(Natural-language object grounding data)
□ □ □ □ □

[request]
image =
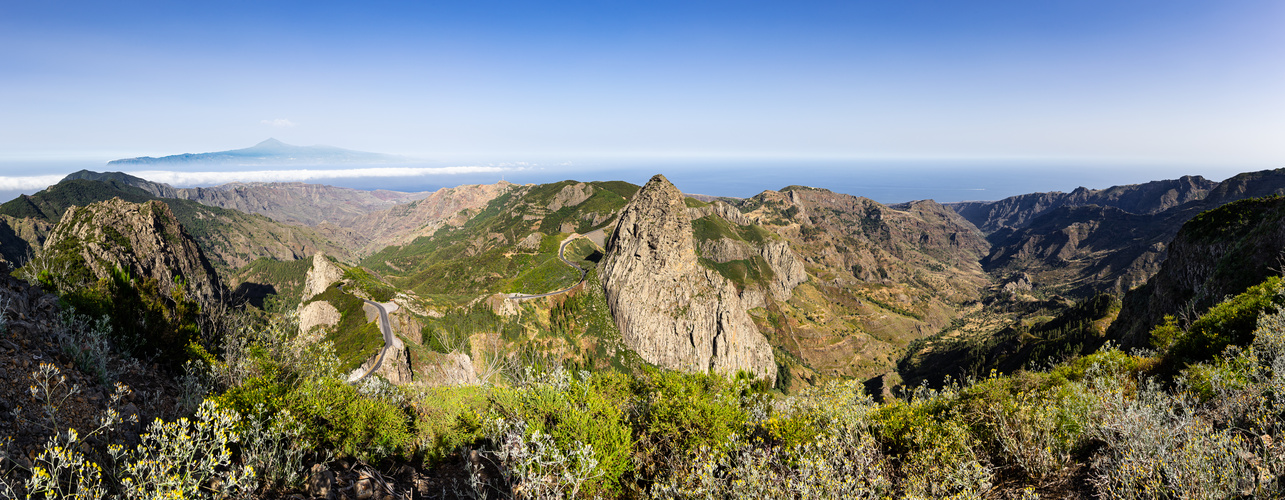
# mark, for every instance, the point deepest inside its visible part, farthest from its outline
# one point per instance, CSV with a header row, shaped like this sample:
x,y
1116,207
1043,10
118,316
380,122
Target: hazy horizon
x,y
991,98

□ □ □ □ □

**TASK TO CARRY OUT**
Find the number of lines in the records that contain "instance", and write that number only.

**RESPONSE TO THE TASK**
2